** START OF RECORDS FOR THE TASK **

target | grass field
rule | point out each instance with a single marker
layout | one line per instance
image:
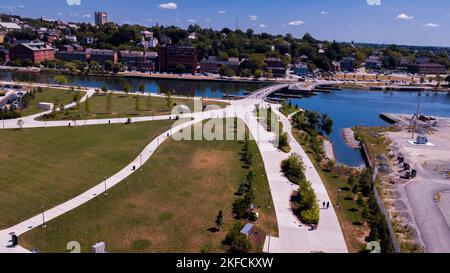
(52, 95)
(125, 106)
(351, 221)
(48, 166)
(169, 206)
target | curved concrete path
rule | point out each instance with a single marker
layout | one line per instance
(293, 236)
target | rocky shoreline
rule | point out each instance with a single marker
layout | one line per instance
(350, 139)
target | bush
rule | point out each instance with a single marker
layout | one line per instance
(293, 169)
(306, 204)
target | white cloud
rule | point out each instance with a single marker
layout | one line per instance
(73, 2)
(373, 2)
(169, 5)
(432, 25)
(296, 23)
(403, 16)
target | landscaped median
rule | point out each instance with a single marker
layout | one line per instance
(172, 204)
(111, 105)
(44, 167)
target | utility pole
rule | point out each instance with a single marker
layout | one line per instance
(415, 120)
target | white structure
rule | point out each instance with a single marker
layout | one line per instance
(9, 26)
(99, 248)
(47, 106)
(152, 42)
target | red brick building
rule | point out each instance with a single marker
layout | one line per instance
(173, 57)
(36, 52)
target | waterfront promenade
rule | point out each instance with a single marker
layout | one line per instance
(293, 236)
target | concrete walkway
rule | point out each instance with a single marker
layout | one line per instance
(293, 236)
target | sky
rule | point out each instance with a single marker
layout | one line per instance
(411, 22)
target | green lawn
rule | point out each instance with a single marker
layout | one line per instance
(168, 206)
(48, 166)
(125, 106)
(52, 95)
(351, 221)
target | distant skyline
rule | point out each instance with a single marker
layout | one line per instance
(406, 22)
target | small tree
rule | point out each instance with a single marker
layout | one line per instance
(142, 88)
(138, 104)
(87, 106)
(61, 79)
(126, 88)
(109, 102)
(169, 101)
(20, 123)
(219, 220)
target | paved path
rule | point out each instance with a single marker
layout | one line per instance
(293, 236)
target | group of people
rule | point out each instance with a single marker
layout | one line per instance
(326, 205)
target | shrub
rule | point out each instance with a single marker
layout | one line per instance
(293, 169)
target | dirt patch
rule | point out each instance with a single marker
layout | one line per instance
(207, 160)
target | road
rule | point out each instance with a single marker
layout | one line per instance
(294, 237)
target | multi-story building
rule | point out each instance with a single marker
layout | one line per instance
(139, 60)
(212, 65)
(427, 68)
(36, 52)
(276, 66)
(176, 58)
(4, 55)
(348, 64)
(301, 69)
(374, 62)
(102, 55)
(101, 18)
(72, 53)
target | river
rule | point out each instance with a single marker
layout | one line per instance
(347, 108)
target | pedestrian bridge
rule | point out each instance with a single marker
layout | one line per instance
(264, 92)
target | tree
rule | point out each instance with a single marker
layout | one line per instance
(326, 124)
(169, 101)
(142, 88)
(87, 106)
(180, 68)
(226, 71)
(138, 103)
(219, 220)
(20, 123)
(259, 73)
(109, 102)
(61, 79)
(126, 88)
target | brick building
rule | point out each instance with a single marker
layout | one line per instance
(36, 52)
(102, 55)
(173, 57)
(139, 60)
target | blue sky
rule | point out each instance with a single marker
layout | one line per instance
(417, 22)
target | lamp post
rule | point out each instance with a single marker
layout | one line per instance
(43, 217)
(105, 179)
(339, 197)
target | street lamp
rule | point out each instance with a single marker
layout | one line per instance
(105, 179)
(339, 197)
(43, 217)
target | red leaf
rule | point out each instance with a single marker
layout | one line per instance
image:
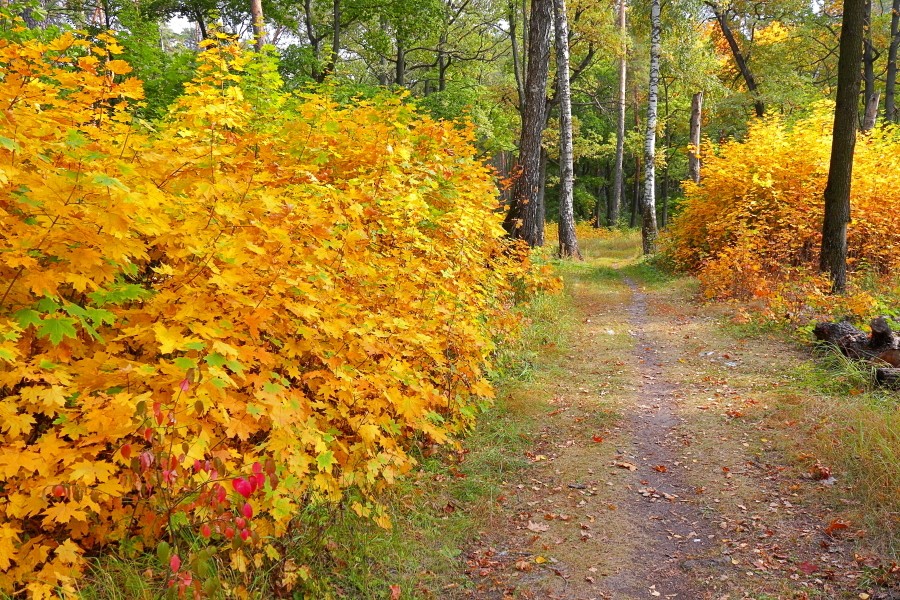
(836, 525)
(808, 567)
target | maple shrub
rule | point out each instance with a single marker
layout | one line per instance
(206, 323)
(751, 229)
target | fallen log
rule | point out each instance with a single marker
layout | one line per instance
(858, 344)
(880, 347)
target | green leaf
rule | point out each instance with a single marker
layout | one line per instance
(185, 363)
(325, 460)
(9, 144)
(107, 181)
(235, 366)
(57, 328)
(47, 305)
(26, 317)
(215, 359)
(272, 388)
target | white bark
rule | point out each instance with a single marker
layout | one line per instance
(649, 231)
(568, 244)
(619, 178)
(694, 154)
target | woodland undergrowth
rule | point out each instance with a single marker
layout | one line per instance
(211, 325)
(751, 230)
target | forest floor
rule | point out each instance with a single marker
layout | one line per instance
(659, 464)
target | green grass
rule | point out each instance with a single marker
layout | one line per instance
(435, 511)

** END OF RECORDS FOR THE TASK **

— EXERCISE GOAL —
Copy the entries exactly. Leave out the images.

— EXERCISE RESPONSE —
target | grass field
rule | point out each instance with a single marker
layout | one line per instance
image:
(52, 95)
(125, 106)
(351, 221)
(48, 166)
(169, 206)
target | curved concrete path
rule | point out each instance with a single marker
layout | one line per instance
(293, 236)
target | rocky shoreline
rule | point out each instance with a single marker
layout | one line per instance
(350, 139)
target | bush
rule | point out each instance with a single marker
layout | one line per instance
(293, 169)
(306, 204)
target | white cloud
rule | point out each instance with a single marker
layout | one line per instance
(73, 2)
(373, 2)
(169, 5)
(432, 25)
(296, 23)
(403, 16)
target | landscaped median
rule | point out each instance with a single marker
layout | one line per instance
(172, 204)
(111, 105)
(44, 167)
target | utility pole
rule | point out each instance with a single marker
layout | one line per instance
(415, 120)
target | white structure
rule | point out each instance with a single marker
layout | one line per instance
(9, 26)
(99, 248)
(47, 106)
(152, 42)
target | red brick building
rule | point out each instance with a single marker
layout | one line per instance
(173, 57)
(36, 52)
target | waterfront promenade
rule | point out each instance with a single marker
layout | one line per instance
(293, 236)
target | concrete walkway
rule | point out each instance with a single marker
layout | one line per instance
(293, 236)
target | sky
rule | point out each instance with a single marker
layout | one line per instance
(411, 22)
target | green lawn
rule | point out each instance with a single marker
layout | one line per instance
(168, 206)
(48, 166)
(125, 106)
(52, 95)
(351, 221)
target | distant skyline
rule | point out each instance with a single marker
layout | one line per instance
(406, 22)
target | small tree
rule | point out each instance with a single marker
layout | one line per instance
(142, 88)
(138, 104)
(87, 106)
(61, 79)
(126, 88)
(109, 102)
(169, 101)
(20, 123)
(219, 220)
target | paved path
rule | point out each instance with a single marker
layout | one line per instance
(293, 236)
target | group of people
rule | point out each instance with a single marker
layout | one line per instance
(326, 205)
target | shrub
rule | point out each instance with a single marker
layout | one line per instance
(293, 169)
target | dirt patch
rule | point out each instance with a single marker
layout | one line per instance
(207, 160)
target | road
rule | point out each instance with a single marker
layout | one line per instance
(294, 237)
target | multi-story building
rule | point out each instance with a single marker
layout | one line per instance
(139, 60)
(212, 65)
(427, 68)
(36, 52)
(276, 66)
(176, 58)
(4, 55)
(348, 64)
(301, 69)
(374, 62)
(102, 55)
(101, 18)
(72, 53)
target | river
rule | point out each instance with a single marker
layout | one line per instance
(347, 108)
target | pedestrian bridge
rule | point out each instance with a single marker
layout | one line per instance
(264, 92)
target | tree
rule | point out each instance with a single marker
layout | one line per instance
(326, 124)
(169, 101)
(142, 88)
(87, 106)
(180, 68)
(226, 71)
(138, 103)
(219, 220)
(20, 123)
(259, 73)
(109, 102)
(61, 79)
(126, 88)
target | brick building
rule | point out each instance with a single marker
layout | one line per instance
(36, 52)
(102, 55)
(173, 57)
(139, 60)
target | blue sky
rule | point out each instance with a single marker
layout | one line per instance
(417, 22)
target | lamp post
rule | point out each instance with a single marker
layout | one line per instance
(43, 217)
(105, 179)
(339, 197)
target | street lamp
rule | point out each instance with a single marker
layout | one line per instance
(105, 179)
(339, 197)
(43, 217)
target | red leaf
rule | point out each instance with a single marker
layout | one line per instance
image:
(836, 525)
(808, 567)
target | maple shrub
rule | point out each instance with a single marker
layout | one line per instance
(206, 323)
(751, 229)
target | fallen log
rule | point out each instance with a single marker
layout | one line per instance
(858, 344)
(880, 347)
target | green leaf
rule | point out each instance with a single marker
layout | one line per instance
(185, 363)
(325, 460)
(9, 144)
(107, 181)
(235, 366)
(57, 328)
(47, 305)
(26, 317)
(215, 359)
(272, 388)
target | white bark
rule | point out each instance with a single marker
layout | one line per instance
(649, 231)
(568, 244)
(619, 178)
(694, 154)
target | woodland undergrowth
rule | point out each instance with a single marker
layout | one line per instance
(211, 325)
(751, 230)
target | forest floor
rule | point out each instance with a single marker
layout | one line per instance
(659, 464)
target | green grass
rule | point out each instance with a single marker
layout | one line per instance
(435, 511)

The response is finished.